*** POZYCJE ***

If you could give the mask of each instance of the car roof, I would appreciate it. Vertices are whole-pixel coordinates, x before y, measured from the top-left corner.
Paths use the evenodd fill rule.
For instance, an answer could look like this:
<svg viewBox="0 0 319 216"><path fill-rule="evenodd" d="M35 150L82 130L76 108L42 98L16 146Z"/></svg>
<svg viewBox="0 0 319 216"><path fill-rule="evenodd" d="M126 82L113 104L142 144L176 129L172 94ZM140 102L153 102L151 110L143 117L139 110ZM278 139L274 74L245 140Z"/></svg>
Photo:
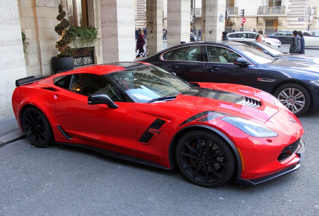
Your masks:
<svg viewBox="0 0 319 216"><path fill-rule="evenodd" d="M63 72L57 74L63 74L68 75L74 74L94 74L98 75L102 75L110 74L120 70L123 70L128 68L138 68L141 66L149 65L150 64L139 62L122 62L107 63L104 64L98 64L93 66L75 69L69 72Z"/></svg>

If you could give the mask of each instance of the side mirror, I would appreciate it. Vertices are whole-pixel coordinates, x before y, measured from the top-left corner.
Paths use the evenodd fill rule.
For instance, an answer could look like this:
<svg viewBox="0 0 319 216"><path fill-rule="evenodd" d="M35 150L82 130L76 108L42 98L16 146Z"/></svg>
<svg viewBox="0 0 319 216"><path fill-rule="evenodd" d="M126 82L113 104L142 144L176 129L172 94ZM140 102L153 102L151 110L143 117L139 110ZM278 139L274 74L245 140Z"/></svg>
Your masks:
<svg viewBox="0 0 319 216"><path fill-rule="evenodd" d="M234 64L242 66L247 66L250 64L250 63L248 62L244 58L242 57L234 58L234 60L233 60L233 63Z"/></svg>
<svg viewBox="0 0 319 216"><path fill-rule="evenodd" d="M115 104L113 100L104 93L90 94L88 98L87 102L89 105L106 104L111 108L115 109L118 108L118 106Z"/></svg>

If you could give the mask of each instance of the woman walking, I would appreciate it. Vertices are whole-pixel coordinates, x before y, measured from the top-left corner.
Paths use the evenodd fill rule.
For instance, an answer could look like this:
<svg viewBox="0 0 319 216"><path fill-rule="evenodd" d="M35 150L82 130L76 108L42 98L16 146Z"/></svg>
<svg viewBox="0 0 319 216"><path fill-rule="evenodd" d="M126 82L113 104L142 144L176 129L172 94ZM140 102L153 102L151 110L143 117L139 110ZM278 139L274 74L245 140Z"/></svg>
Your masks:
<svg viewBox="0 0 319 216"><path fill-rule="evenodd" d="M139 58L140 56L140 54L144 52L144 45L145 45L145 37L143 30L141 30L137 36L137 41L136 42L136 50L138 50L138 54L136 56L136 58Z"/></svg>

***
*** POZYCJE ***

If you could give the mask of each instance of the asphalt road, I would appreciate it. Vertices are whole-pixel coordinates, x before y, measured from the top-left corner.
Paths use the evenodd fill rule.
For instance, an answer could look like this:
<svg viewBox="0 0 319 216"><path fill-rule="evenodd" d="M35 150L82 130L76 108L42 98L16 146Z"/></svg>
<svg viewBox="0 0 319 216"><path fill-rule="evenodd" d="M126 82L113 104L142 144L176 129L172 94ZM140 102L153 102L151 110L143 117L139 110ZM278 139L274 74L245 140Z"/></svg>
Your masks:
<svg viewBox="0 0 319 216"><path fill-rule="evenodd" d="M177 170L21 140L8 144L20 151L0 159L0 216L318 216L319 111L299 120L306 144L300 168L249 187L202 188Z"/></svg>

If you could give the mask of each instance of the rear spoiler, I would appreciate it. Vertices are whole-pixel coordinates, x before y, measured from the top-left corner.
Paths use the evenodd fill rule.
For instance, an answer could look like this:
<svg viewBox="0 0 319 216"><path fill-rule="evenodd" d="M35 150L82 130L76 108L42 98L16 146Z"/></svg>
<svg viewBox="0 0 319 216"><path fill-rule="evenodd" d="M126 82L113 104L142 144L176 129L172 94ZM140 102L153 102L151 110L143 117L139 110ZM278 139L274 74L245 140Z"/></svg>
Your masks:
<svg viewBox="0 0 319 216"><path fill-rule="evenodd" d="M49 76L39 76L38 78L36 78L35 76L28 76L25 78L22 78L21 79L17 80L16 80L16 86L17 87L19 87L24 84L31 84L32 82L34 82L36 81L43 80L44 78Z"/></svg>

***
*** POZYCJE ***

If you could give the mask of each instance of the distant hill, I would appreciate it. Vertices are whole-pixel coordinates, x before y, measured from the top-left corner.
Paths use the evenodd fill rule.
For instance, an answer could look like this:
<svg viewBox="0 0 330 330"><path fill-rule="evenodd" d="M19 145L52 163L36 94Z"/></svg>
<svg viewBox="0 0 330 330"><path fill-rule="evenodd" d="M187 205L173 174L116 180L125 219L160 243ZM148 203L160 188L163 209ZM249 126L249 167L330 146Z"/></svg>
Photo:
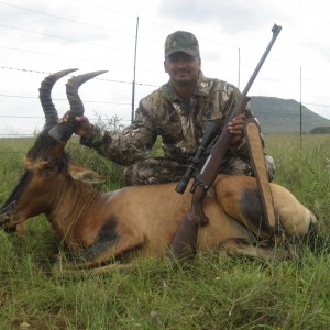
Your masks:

***

Wszystkie wiersze powyżej, od tego, który zawiera „of the side”, w dół do tego, który zawiera „104L113 100L104 93L90”, włącznie z obydwoma, podaj jako listę JSON ciągów znaków, po jednym na wiersz. Puste wiersze pomiń.

[
  "If you could give the mask of each instance of the side mirror, I would appreciate it. Vertices are whole-pixel coordinates, x before y, measured from the top-left corner.",
  "Paths use the evenodd fill rule.",
  "For instance, an answer could look like this:",
  "<svg viewBox=\"0 0 319 216\"><path fill-rule=\"evenodd\" d=\"M35 150L82 130L76 108L42 98L16 146Z\"/></svg>",
  "<svg viewBox=\"0 0 319 216\"><path fill-rule=\"evenodd\" d=\"M126 82L113 104L142 144L176 129L172 94ZM140 102L153 102L151 110L143 117L139 110ZM278 139L274 74L245 140Z\"/></svg>",
  "Your masks:",
  "<svg viewBox=\"0 0 319 216\"><path fill-rule=\"evenodd\" d=\"M234 64L242 66L247 66L250 64L250 63L248 62L244 58L242 57L234 58L234 60L233 60L233 63Z\"/></svg>",
  "<svg viewBox=\"0 0 319 216\"><path fill-rule=\"evenodd\" d=\"M115 104L113 100L104 93L90 94L88 98L87 102L89 105L106 104L111 108L115 109L118 108L118 106Z\"/></svg>"
]